### WHAT YOU WILL DO
1. Return the passage from the ringed seal listing text that opens with the words containing "However, these laws" and closes with "of the species.", copied word for word.
2. In the ringed seal listing text, which section of the ESA requires the Secretary to issue regulations for species listed as threatened?
3. Continue the ringed seal listing text from the point where it stops.

[Start of TEXT SEGMENT]

However, these laws and regulations do not reduce or mitigate in any 
material way the principal threats posed to Arctic ringed seals from 
the projected changes in sea ice habitat. As a result, they do not 
change our extinction risk assessment within this final listing 
determination.
    Comment 59: Several comments were received regarding the proposed 
4(d) rules requesting additional analyses to support the conclusion 
that they are necessary and advisable and petitioning NMFS to establish 
certain limitations on the application of those rules, such as 
excluding activities occurring outside the range of any of the 
subspecies of ringed seals listed as threatened.
    Response: For species listed as threatened, section 4(d) of the ESA 
requires the Secretary to issue such regulations as are deemed 
necessary and advisable to provide for the conservation of the species. 
Such 4(d) protective regulations may prohibit, with respect to 
threatened species, some or all of the acts that section 9(a) of the 
ESA prohibits with respect to endangered species. Both the section 9(a)

[End of TEXT SEGMENT]
[Start of INFORMATION SHOWN]

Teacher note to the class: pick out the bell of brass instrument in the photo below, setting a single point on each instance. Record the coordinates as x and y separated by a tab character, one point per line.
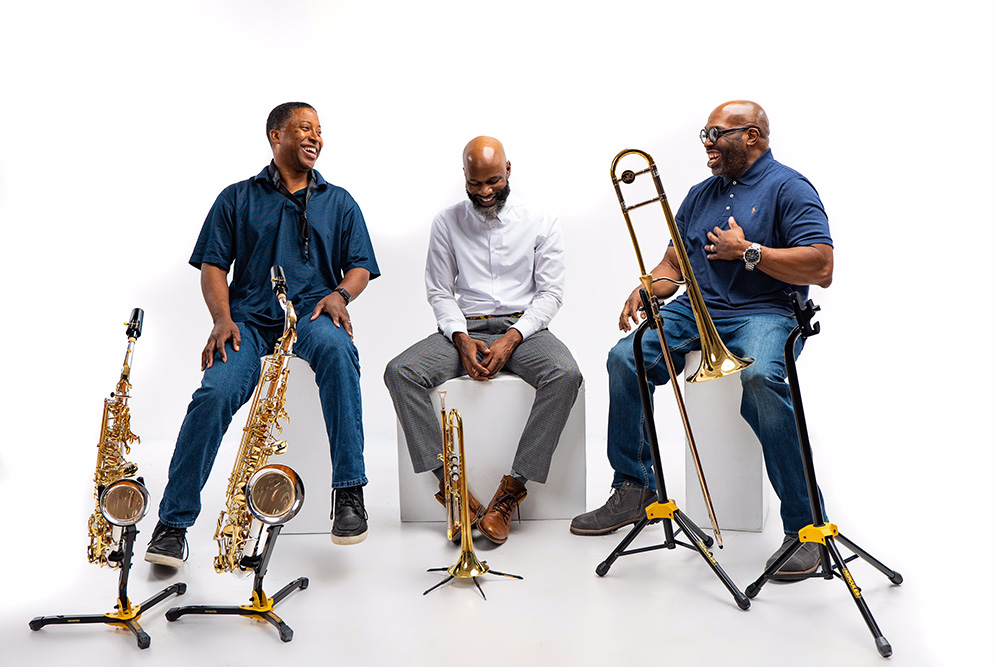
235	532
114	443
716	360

[End of INFORMATION SHOWN]
[Start of INFORMATION SHOWN]

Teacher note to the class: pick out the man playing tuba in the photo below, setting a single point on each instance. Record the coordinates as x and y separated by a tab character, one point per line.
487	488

[End of INFORMATION SHOWN]
[Start of INFORMATION SHOWN]

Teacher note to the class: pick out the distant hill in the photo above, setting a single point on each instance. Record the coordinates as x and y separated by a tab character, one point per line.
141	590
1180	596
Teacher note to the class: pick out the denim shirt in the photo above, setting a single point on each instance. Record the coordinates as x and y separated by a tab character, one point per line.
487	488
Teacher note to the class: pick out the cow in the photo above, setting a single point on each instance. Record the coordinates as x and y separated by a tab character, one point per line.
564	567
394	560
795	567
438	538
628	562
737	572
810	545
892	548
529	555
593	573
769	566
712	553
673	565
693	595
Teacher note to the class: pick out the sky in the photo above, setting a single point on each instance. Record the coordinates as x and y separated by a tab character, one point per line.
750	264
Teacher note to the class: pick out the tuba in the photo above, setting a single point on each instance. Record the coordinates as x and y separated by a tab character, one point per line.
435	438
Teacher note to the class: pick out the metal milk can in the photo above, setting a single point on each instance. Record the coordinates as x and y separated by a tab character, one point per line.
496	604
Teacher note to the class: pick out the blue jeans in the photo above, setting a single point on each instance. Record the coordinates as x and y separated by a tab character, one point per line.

[End of INFORMATION SHOWN]

### ANSWER LIST
1.
However, these laws and regulations do not reduce or mitigate in any 
material way the principal threats posed to Arctic ringed seals from 
the projected changes in sea ice habitat. As a result, they do not 
change our extinction risk assessment within this final listing 
determination.
    Comment 59: Several comments were received regarding the proposed 
4(d) rules requesting additional analyses to support the conclusion 
that they are necessary and advisable and petitioning NMFS to establish 
certain limitations on the application of those rules, such as 
excluding activities occurring outside the range of any of the 
subspecies of ringed seals listed as threatened.
    Response: For species listed as threatened, section 4(d) of the ESA 
requires the Secretary to issue such regulations as are deemed 
necessary and advisable to provide for the conservation of the species.

2. Section 4(d) of the ESA.

3.
prohibitions and section 4(d) regulations apply to all individuals, 
organizations, and agencies subject to U.S. jurisdiction. On December 
10, 2010 (75 FR 77476), we proposed to issue protective regulations for 
ringed seals under section 4(d) of the ESA to include all of the 
prohibitions in section 9(a)(1) based on a preliminary finding that 
such regulations were necessary and advisable for the conservation of 
the species. As explained above, in light of public comments and upon 
further review, we have determined that such regulations are not 
necessary at this time. The Arctic, Okhotsk, and Baltic subspecies 
appear sufficiently abundant to withstand typical year-to-year 
variation and natural episodic perturbations in the near term. The 
principal threat to these subspecies of ringed seals is habitat 
alteration stemming from climate change within the foreseeable future. 
This is a long-term threat and the consequences for ringed seals will 
manifest themselves over the next several decades. Finally, ringed 
seals currently benefit from existing protections under the MMPA, and 
activities that may take listed species and involve a Federal action 
will still be subject to consultation under section 7(a)(2) of the ESA 
to ensure such actions will not jeopardize the continued existence of 
the species. We therefore conclude that it is unlikely that the 
proposed section 4(d) regulations would provide appreciable 
conservation benefits. As a result, we have concluded that the 4(d) 
regulations are not necessary at this time. Such regulations could be 
promulgated at some future time if warranted by new information.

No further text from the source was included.